▶ [Given request]
Copy all of the items below verbatim, leaving the picture out of your answer.
--------------------
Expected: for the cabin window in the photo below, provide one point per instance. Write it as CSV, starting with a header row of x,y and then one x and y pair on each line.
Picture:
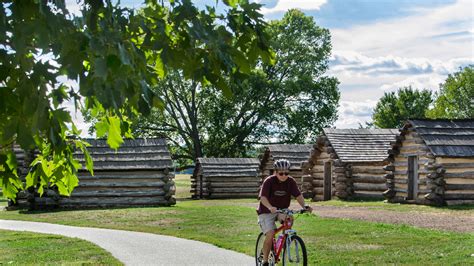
x,y
412,177
327,181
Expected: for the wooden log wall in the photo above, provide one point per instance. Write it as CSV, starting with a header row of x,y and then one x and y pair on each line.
x,y
322,153
408,144
458,176
367,180
139,173
219,178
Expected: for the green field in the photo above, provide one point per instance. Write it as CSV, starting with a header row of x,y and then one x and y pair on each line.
x,y
3,201
381,205
231,225
23,248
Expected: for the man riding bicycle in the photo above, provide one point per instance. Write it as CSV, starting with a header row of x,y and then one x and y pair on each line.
x,y
275,194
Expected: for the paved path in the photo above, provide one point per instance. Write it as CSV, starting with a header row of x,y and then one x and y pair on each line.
x,y
135,248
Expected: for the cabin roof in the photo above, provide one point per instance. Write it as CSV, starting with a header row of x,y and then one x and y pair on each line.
x,y
295,153
361,145
133,154
228,167
445,138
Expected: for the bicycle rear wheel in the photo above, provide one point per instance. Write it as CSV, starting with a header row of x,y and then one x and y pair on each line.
x,y
259,252
295,252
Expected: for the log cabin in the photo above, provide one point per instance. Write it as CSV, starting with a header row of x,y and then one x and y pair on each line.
x,y
432,162
139,173
348,163
219,178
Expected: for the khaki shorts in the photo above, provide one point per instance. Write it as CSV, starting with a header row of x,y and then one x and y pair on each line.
x,y
267,221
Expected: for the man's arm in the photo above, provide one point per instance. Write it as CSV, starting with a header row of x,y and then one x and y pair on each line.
x,y
267,204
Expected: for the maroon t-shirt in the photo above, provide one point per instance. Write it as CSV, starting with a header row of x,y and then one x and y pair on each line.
x,y
278,193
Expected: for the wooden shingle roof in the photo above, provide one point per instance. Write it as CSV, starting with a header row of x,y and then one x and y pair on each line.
x,y
133,154
361,145
295,153
446,138
229,167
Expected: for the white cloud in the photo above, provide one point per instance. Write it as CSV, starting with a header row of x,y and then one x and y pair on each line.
x,y
418,50
284,5
353,113
430,82
438,33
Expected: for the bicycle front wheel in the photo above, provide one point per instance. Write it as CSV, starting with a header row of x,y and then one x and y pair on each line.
x,y
295,252
259,252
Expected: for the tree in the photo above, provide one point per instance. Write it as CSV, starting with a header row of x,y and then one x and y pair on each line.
--------------------
▶ [Answer]
Expected: for the cabin window in the photo below, provide one point per instance. Write it as CSV, starting with a header row of x,y and then one x and y pair on each line.
Picture:
x,y
412,177
327,181
Expected: for the wooden log wall in the photo above, provide one point per instance. Write it as CSV, starting with a header row of x,y and then one x and y pair on each line.
x,y
322,153
408,144
458,176
367,180
139,173
219,178
Expected: for the green field in the photo above, provide one point per instance. Write it as CSV, starting with a header row of x,y and then one x and y pair on each line.
x,y
3,201
381,205
231,225
23,248
Expected: for the man riding bicycle in the photo above, provide one point per instance. Write it as CSV, starting with a header row of x,y and then one x and y pair on each line.
x,y
275,194
Expected: for the paved path in the photo above, provide one point per instance. Write it as CSV, starting with a header row of x,y and then one x and y pair on each line.
x,y
135,248
Expected: for the cabin roof in the photo above, provide one point per instance. Write it as CSV, starting with a header row of x,y and then one x and y pair on each line.
x,y
295,153
361,145
133,154
228,167
445,138
Expected: for the bicycle rear wheel in the photo above, provide one point per instance. Write it as CSV, starting with a header row of x,y and then one x and y pair on each line.
x,y
259,252
295,252
Expected: for the log cabin in the photo above, provide one point per instance. Write it as CSV, starting with a header row of x,y and then one x and y pair on each line.
x,y
432,162
139,173
348,163
219,178
Expected: for the khaki shorts in the photo above, provide one point per instance. Write it as CSV, starting with a header row of x,y and then one x and y pair on each line.
x,y
267,221
Expected: for the man's arm in the photo above, provide one point per instance. Write it as CSV, starting with a header row of x,y and then one x and y pair on each line.
x,y
267,204
Expected: for the maroon t-shirt in the photo above, provide one point per instance. Write it as CSV, starting with a header row of x,y and then one x and y pair on each line.
x,y
278,193
Expected: for the wooden shingle roof in the photo above, provide one point per instance. Write it as CSV, starting with a header row of x,y and then one x and y pair on each line.
x,y
133,154
361,145
295,153
446,138
229,167
Expected: for the white cloud in the photo above, provide one point per instance. Write it as CSV, starting with a header row of x,y and then one x and y pair on each line.
x,y
418,50
284,5
353,113
430,82
438,33
Expected: for the bicycle front wheel in the photo above, provide one point per instance. Write it as CSV, starting with a header row of x,y and then one x and y pair on each line.
x,y
295,252
259,252
Expected: for the tree in the photo above, provide one point per instance. Write it as CSV, starting with a header row of x,y and then one x and y pair on each line.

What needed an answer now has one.